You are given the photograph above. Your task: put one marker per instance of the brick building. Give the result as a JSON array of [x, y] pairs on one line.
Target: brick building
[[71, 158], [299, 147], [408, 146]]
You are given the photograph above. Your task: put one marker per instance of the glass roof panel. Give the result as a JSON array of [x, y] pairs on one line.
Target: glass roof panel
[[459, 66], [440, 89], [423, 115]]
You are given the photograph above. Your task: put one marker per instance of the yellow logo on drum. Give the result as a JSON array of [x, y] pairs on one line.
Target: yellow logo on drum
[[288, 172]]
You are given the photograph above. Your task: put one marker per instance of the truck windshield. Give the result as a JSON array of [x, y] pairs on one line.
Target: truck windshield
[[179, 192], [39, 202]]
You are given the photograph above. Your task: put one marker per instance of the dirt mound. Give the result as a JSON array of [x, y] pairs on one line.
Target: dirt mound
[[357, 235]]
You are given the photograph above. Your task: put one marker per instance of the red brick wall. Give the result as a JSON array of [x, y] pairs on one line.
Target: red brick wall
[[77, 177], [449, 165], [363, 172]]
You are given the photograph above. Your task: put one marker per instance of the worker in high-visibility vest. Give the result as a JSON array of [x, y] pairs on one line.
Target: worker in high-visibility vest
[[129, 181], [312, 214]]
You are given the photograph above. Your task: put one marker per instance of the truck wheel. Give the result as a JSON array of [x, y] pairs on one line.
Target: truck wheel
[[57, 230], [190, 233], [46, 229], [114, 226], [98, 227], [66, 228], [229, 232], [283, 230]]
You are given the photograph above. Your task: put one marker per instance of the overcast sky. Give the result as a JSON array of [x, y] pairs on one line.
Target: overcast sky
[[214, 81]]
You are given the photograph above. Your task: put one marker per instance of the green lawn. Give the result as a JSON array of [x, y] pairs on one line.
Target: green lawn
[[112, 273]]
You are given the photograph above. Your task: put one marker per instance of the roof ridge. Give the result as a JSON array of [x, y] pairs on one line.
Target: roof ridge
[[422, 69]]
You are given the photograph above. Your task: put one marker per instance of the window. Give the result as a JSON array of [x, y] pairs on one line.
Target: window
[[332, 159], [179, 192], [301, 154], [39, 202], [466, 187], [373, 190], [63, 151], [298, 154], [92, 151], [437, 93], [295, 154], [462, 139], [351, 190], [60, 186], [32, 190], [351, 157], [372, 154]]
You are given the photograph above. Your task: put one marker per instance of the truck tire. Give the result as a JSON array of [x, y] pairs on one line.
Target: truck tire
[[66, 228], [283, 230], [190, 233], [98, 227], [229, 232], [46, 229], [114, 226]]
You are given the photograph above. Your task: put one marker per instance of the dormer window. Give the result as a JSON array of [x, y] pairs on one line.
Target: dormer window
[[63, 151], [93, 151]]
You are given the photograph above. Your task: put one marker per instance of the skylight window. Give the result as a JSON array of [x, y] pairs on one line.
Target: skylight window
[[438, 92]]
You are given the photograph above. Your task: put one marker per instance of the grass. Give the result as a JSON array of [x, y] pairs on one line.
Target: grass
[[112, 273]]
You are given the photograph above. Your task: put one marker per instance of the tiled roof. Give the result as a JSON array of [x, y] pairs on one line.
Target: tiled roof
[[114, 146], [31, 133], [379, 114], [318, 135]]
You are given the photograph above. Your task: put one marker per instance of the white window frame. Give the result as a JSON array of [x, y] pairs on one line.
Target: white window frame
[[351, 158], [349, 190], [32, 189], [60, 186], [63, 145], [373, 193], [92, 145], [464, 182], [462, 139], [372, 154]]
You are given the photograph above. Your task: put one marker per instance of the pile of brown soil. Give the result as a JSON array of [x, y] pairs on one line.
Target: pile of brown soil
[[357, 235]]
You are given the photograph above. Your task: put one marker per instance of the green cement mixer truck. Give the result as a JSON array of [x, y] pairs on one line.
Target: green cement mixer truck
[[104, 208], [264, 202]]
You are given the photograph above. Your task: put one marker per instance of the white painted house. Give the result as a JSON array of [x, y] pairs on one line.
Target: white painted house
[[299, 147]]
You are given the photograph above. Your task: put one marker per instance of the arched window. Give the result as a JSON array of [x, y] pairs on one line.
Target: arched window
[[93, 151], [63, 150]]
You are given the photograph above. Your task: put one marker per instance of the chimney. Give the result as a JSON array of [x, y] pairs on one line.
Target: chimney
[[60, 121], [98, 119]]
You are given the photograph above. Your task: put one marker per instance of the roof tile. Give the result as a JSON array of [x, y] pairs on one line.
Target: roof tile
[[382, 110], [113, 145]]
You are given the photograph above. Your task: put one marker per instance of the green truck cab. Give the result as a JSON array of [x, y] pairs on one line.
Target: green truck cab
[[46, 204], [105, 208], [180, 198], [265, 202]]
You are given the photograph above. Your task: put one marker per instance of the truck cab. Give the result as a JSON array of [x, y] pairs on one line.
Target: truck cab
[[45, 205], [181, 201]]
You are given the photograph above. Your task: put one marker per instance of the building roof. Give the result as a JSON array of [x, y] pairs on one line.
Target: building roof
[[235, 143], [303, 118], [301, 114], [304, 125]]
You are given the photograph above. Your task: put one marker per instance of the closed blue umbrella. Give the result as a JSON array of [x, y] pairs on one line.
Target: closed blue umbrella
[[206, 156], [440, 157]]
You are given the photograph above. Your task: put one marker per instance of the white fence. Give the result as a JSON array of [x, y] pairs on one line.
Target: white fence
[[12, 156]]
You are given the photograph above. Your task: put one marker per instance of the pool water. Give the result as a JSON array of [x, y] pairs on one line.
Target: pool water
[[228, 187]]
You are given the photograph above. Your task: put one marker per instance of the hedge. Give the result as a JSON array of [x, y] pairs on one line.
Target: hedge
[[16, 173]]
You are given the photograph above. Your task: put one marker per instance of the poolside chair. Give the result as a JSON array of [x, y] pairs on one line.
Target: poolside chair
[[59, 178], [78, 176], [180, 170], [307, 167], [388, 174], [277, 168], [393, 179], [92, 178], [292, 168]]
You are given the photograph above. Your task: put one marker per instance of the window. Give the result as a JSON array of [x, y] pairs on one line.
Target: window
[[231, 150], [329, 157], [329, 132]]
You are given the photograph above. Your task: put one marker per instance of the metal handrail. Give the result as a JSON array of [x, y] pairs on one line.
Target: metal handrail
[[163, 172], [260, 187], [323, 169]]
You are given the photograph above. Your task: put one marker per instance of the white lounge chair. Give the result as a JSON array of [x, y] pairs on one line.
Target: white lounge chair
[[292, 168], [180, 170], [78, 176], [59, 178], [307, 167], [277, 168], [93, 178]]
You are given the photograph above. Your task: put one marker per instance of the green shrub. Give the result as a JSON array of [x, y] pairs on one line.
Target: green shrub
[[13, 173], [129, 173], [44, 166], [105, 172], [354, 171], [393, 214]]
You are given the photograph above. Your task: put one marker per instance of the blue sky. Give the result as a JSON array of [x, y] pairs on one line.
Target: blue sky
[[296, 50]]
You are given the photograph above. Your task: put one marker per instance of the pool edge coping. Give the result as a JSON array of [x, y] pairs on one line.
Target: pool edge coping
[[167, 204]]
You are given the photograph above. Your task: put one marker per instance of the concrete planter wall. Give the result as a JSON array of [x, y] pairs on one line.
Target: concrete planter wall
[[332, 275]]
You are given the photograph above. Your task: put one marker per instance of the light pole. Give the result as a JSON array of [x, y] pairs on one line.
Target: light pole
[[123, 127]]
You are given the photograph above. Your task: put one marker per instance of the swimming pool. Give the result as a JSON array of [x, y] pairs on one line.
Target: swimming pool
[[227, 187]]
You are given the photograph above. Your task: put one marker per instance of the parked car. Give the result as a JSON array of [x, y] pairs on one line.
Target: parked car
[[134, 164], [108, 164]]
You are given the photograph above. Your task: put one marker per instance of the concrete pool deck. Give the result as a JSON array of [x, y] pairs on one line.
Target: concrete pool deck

DIRECTIONS FOR THIS TASK.
Exactly reproduce every line of the records.

ANSWER FOR THE TASK.
You are given the photograph above. Your task: put one marker per instance of the brick building. Give the result as a JSON array of [x, y] pairs on one line.
Target: brick building
[[71, 158], [299, 147], [408, 146]]
You are given the photograph above. Your task: put one marker per instance of the glass roof panel. Give the result as a JSON array of [x, y] pairs on one line.
Target: glass roof panel
[[459, 66], [440, 89], [423, 115]]
You are given the photograph above. Your task: put one marker per instance of the yellow logo on drum. Give the result as a JSON array of [x, y] pairs on one line.
Target: yellow logo on drum
[[288, 172]]
You are given the photograph above. Your task: put one marker per instance of the truck windshield. Give the result as a JSON array of [x, y] pairs on one line.
Target: truck windshield
[[179, 192], [39, 202]]
You are given the photograph above. Your task: put one marker per instance of the dirt mound. Give the result as a JSON array of [x, y] pairs on one line.
Target: dirt mound
[[357, 235]]
You are given the photograph above. Your task: put one marker per instance of the red brick wall. Give the result as a JSON array of [x, y] pairs on one line.
Target: red brick wall
[[77, 177], [449, 165], [363, 172]]
You are given the photograph above. Your task: put one marker per instance of the worker in high-visibility vest. Give the result as a JSON array of [x, y] pairs on one line.
Target: worker in high-visibility vest
[[129, 181], [312, 214]]
You are given the photograph above. Your task: put one marker per instance of the truck wheel. Give the result as a JSON array of [x, y] pairs on one line.
Target: truck wheel
[[57, 230], [190, 233], [46, 229], [114, 226], [98, 227], [66, 228], [229, 232], [283, 230]]
You are given the photograph above. Your task: put one marker per instance of the overcast sky. Give the result as a JSON array of [x, y] pairs on one line.
Target: overcast sky
[[214, 81]]
You are given the photograph above. Your task: put one marker per instance of the green lawn. Give the result as a JSON array of [x, y] pairs on one line.
Target: green lawn
[[112, 273]]
You are given the photograph above. Your task: put one marker per instance of the roof ridge. Give the result as a JSON array of [x, y] pairs on one line.
Target: roof ridge
[[422, 69]]
You are given the photograph above. Your task: put one marker per instance of the window. Give the result as a JSON array of [x, y] pairs on one line.
Target: window
[[332, 159], [179, 192], [301, 154], [39, 202], [466, 187], [373, 190], [63, 151], [298, 154], [92, 151], [437, 93], [295, 154], [462, 139], [351, 190], [60, 186], [32, 190], [351, 157], [372, 154]]
You are given the photograph above. Your task: put one marker per instance of the truck tire. Give the result as a JSON array of [x, y] pairs on one line.
Target: truck tire
[[66, 228], [283, 230], [190, 233], [98, 227], [229, 232], [46, 229], [114, 226]]
You are given the photograph above. Your task: put one marker per instance of the dormer window. Give the result as a JSON array of [x, y] pairs on one line.
Target: dormer window
[[63, 151], [93, 151]]
You are given the photograph above. Your task: put one marker per instance of the skylight window. Give the result as a JSON array of [x, y] pairs on one line.
Target: skylight window
[[438, 92]]
You are given the photograph above. Your task: put one marker per instance of the grass. Give the result as a JSON array of [x, y] pairs on one line.
Target: grass
[[112, 273]]
You are given the photograph above. Your task: put one marker per instance of the tiled roof. Give the result as a JSON array of [x, y] pairs on one line.
Target: tiled roof
[[114, 146], [31, 133], [379, 114], [318, 135]]
You are given the photograph above. Your task: put one marker per instance of the white window frame. Give the result as a JSON array of [x, y] pairs on one line.
Target: white window frame
[[351, 158], [349, 190], [32, 189], [60, 186], [63, 145], [373, 193], [92, 145], [464, 182], [462, 139], [372, 154]]
You are given the photograph above. Your task: put one marker per instance of the pile of brown soil. Give the result as a JSON array of [x, y] pairs on one line.
Target: pile of brown soil
[[357, 235]]
You are given the photograph above. Your task: put one marker per instance of the green cement mixer truck. Give the result as a JSON array of [x, y] pairs on one line.
Target: green cement mixer truck
[[104, 208], [264, 202]]
You are given the photograph above. Your task: put one marker per instance of the white painted house. Give the result as a JSON array of [x, y] pairs on one line.
Target: white painted house
[[299, 147]]
You are given the photograph above. Your task: put one marker per instance of the arched window. Give the result as a JSON array of [x, y] pairs on one line.
Target: arched window
[[93, 151], [63, 150]]
You are given the photograph above. Your task: put one marker per instance of the chimney. Give the result as a JSON array of [x, y] pairs on one line.
Target: chimney
[[60, 121], [98, 119]]
You are given the photograph above. Your task: put one marker per instance of the roof tile. Give the result as a JSON array of [x, y] pairs on one line.
Target: roof tile
[[382, 110], [113, 145]]
You are given the photograph above. Your task: put one marker per instance of the green truck cab. Give the result as a JSON array of [x, y] pairs on one line.
Target: green truck cab
[[46, 204], [105, 208], [180, 198], [265, 202]]
You are given the photograph above. Your task: put one marker per instance of the truck cab. Give the result as a JSON array of [x, y] pairs on one line.
Target: truck cab
[[45, 205], [181, 201]]
You are given the photograph above. Your task: put one marker per instance of the building roof. Give the result as a JSON array of [x, y] pairs on one line.
Target: building roof
[[235, 143], [303, 118], [301, 114], [304, 125]]
You are given the photograph above. Your task: put one marker per instance of the closed blue umbrella. Give the result as a JSON array of [x, y] pairs on one line.
Target: closed blue umbrella
[[206, 156], [440, 157]]
You are given the photograph above. Your task: put one marker per instance of the white fence. Give the result as a JSON array of [x, y] pairs on one line.
Target: white fence
[[12, 156]]
You are given the photograph above. Your task: put one marker per instance of the pool water. Give the result as a JSON array of [x, y] pairs on one line.
Target: pool water
[[228, 187]]
You are given the photograph above. Your task: put one marker per instance of the hedge. Give the result as a JSON array of [x, y] pairs on one line.
Target: hedge
[[16, 173]]
You are given the photograph above. Your task: put one marker per instance of the poolside chair. Give the result as a JSON array of [x, y] pairs on one line.
Target: poolside chair
[[59, 178], [78, 176], [180, 170], [307, 167], [388, 174], [277, 168], [393, 179], [92, 178], [292, 168]]
You are given the photograph above. Your task: put one marker per instance of the window. Give the result as a JSON array of [x, y] pairs on one line.
Target: window
[[231, 150], [329, 157], [329, 132]]
You are given the photograph above. Your task: put one marker per instance of the metal handrail. Give the result as a JSON array of [x, y] pairs on one line.
Target: metal handrail
[[163, 172], [260, 187], [323, 169]]
You are given the photograph above. Your task: put one marker per instance of the white lounge chair. Give the result as a JSON array of [x, y] pairs on one line.
Target: white lounge chair
[[292, 168], [180, 170], [78, 176], [59, 178], [307, 167], [277, 168], [93, 178]]
You are given the photograph above. Your task: put one marker per instance of the green shrub. Give the result as a JSON array of [x, y] pairs on one line.
Target: green shrub
[[13, 173], [129, 173], [44, 166], [105, 172], [354, 171], [393, 214]]
You are given the photograph above. Your task: put one marker per instance of the blue sky. Give the result as a JSON array of [x, y] pairs on one line.
Target: blue sky
[[296, 50]]
You are given the photograph above. Your task: put one marker per instance of the pool edge coping. Give the result as a JSON array of [x, y] pairs on one line.
Target: pool edge coping
[[167, 204]]
You are given the photograph above. Your task: put one marker per instance of the concrete planter wall. Give the result as a JSON array of [x, y] pairs on one line.
Target: concrete planter wall
[[332, 275]]
You are given the photograph above. Your task: put one marker per instance of the light pole. Give the result as a JSON array of [x, y] pairs on one line.
Target: light pole
[[123, 127]]
You are given the photograph above. Your task: put one marker per instance of the swimming pool. Give the result as a JSON array of [x, y] pairs on one line.
Target: swimming pool
[[227, 187]]
You are given the photograph above. Your task: put one marker per instance of the parked car. Give the result as a JSON array of [x, y] pairs on one line.
Target: parked car
[[134, 164], [108, 164]]
You are given the photograph above. Your task: put one marker per instance of the concrete pool deck. Give the result as a JSON array of [x, y] pairs on one line.
Target: concrete pool deck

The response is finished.